-- START --
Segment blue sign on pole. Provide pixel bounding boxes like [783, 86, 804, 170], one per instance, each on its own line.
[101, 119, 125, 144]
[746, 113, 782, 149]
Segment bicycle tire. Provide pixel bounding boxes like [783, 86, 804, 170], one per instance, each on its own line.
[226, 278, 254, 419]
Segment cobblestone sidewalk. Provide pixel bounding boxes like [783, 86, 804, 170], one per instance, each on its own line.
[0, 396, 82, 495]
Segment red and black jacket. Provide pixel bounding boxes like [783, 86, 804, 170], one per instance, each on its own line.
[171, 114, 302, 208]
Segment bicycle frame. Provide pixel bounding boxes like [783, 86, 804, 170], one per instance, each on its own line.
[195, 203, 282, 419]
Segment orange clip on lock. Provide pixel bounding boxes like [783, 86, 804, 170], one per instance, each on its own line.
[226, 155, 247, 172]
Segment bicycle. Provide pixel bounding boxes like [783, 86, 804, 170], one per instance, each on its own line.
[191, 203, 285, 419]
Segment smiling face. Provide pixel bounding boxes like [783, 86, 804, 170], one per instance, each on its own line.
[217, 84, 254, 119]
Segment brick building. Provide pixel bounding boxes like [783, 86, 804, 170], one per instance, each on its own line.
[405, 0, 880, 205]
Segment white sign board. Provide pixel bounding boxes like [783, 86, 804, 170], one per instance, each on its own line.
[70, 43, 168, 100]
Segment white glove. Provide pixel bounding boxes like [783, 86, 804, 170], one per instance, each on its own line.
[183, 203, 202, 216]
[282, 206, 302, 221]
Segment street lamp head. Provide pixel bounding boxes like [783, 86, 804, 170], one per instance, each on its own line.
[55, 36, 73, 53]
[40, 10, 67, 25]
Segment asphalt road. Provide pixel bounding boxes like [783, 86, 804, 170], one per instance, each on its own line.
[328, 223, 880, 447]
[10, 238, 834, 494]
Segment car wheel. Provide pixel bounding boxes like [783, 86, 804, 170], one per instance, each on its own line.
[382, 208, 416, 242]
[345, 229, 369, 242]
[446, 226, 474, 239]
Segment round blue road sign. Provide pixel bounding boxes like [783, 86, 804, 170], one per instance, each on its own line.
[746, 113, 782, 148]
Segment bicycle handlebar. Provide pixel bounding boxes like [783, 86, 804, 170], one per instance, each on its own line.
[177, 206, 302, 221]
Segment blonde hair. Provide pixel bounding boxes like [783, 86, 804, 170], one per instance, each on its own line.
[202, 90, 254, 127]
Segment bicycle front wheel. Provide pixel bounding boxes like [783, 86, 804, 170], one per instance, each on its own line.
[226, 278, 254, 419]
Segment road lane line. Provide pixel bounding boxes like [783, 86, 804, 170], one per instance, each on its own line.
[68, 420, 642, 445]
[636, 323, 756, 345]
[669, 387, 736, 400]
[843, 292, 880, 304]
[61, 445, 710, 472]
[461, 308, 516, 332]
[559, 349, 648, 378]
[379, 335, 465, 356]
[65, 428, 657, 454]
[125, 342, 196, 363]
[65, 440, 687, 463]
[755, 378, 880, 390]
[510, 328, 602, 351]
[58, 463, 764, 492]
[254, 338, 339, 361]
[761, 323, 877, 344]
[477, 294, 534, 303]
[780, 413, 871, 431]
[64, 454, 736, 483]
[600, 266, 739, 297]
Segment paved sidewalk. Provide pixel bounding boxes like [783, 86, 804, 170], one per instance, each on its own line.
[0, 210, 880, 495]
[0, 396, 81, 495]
-- END --
-- START --
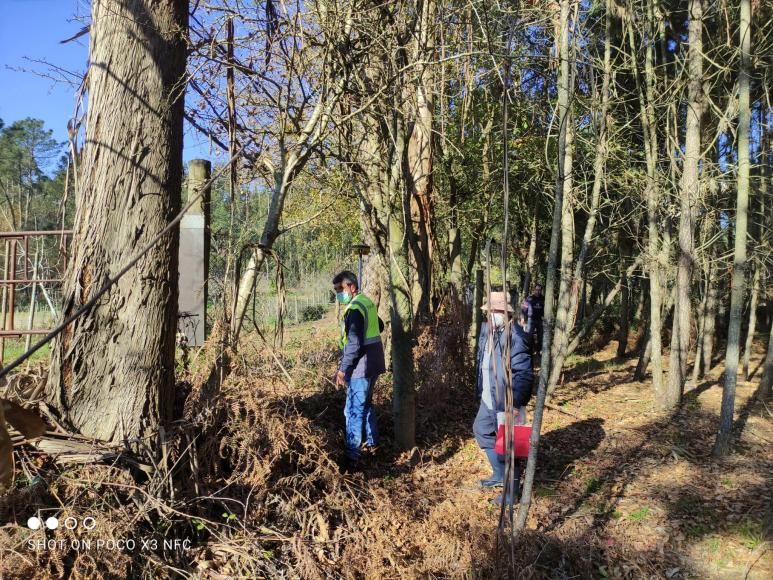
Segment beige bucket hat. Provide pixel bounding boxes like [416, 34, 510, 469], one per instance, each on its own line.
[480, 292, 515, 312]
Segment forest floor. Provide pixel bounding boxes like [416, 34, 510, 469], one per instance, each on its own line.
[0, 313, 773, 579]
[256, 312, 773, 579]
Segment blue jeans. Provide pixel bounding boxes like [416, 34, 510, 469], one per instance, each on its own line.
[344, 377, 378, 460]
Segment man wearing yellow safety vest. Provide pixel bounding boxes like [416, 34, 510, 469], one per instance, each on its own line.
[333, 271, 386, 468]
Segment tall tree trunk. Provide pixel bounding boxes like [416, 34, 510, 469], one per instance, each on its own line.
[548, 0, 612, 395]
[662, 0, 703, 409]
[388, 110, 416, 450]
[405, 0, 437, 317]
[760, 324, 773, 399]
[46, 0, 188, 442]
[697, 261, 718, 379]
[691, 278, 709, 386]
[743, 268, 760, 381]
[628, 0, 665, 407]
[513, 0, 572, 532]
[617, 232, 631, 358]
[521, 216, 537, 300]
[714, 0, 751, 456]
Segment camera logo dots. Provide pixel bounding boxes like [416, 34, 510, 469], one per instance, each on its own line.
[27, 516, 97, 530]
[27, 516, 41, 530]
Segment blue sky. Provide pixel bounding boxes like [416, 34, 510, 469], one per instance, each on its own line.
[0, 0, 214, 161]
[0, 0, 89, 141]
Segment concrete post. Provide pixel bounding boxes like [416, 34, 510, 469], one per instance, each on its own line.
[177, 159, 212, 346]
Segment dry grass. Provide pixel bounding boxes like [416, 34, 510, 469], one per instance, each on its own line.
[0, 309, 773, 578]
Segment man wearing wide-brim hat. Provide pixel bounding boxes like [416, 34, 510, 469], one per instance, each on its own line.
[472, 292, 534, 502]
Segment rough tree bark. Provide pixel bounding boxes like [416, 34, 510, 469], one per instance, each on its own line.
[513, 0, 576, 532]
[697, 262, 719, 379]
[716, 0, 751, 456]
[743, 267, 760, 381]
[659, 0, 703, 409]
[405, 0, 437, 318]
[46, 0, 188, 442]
-- END --
**What needs to be done**
Return everything in the listing from the line containing "Segment white glove." down to the line containing "[10, 238, 834, 494]", including both of those lines, and reproduce each line without any change.

**Task response**
Segment white glove. Provide pixel bounding boxes like [783, 86, 804, 170], one per instance, each on its own line.
[183, 203, 202, 216]
[282, 206, 302, 221]
Segment street lamp head. Provide pixel bounding boxes like [783, 86, 804, 170], one per instance, each on its own line.
[55, 36, 73, 53]
[40, 10, 67, 25]
Segment asphalt road. Provide pixel bounding boxes like [783, 86, 804, 170], one per instance, each on its own line.
[328, 223, 880, 447]
[10, 238, 834, 494]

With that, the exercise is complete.